Task statement =>
Please render the lines from the start through the line containing "[[[21,119],[0,119],[0,145],[21,144],[22,134],[26,134],[30,125]]]" as a two-column CSV with the headers input and output. Each row should hold one text in input and its answer in output, with each value in a single quoted field and line breaks replaced by spaces.

Supplied information =>
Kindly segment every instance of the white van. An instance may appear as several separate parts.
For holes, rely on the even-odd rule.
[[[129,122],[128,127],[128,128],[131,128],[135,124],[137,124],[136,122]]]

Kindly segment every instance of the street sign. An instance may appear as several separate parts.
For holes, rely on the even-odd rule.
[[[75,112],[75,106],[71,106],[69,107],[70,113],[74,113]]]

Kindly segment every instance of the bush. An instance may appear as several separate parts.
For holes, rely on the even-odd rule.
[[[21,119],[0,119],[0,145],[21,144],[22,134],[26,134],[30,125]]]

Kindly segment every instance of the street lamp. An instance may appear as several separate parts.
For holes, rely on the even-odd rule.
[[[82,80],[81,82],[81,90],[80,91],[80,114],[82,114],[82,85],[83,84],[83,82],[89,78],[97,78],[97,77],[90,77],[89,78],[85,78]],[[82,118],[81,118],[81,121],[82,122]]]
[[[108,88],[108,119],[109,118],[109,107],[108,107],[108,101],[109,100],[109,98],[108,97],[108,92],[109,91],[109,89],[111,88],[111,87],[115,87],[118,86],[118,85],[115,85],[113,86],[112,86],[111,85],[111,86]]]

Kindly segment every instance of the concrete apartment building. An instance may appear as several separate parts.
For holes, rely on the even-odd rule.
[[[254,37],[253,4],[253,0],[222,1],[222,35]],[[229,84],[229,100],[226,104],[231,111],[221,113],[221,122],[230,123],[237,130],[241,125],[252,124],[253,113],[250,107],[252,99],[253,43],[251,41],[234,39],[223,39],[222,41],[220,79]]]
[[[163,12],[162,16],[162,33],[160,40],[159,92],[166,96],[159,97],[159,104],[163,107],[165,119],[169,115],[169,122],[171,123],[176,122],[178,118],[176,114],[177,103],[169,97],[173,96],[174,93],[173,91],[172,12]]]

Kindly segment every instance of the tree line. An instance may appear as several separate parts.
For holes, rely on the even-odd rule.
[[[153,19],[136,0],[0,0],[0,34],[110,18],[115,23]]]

Output of the task =>
input,output
"Kindly segment every instance of the white van. An instance may appear as several separate parts. For holes, rely on the even-odd rule.","[[[129,122],[128,127],[128,128],[131,128],[135,124],[137,124],[136,122]]]"
"Kindly segment every instance of the street sign. An instance may appear as several separate parts. For holes, rely on the even-odd rule.","[[[75,112],[75,106],[71,106],[69,107],[70,113],[74,113]]]"
"Kindly segment every instance of the bush. An instance may appear as several separate parts. For holes, rely on the even-odd rule.","[[[21,119],[0,119],[0,145],[21,144],[22,134],[26,134],[30,125]]]"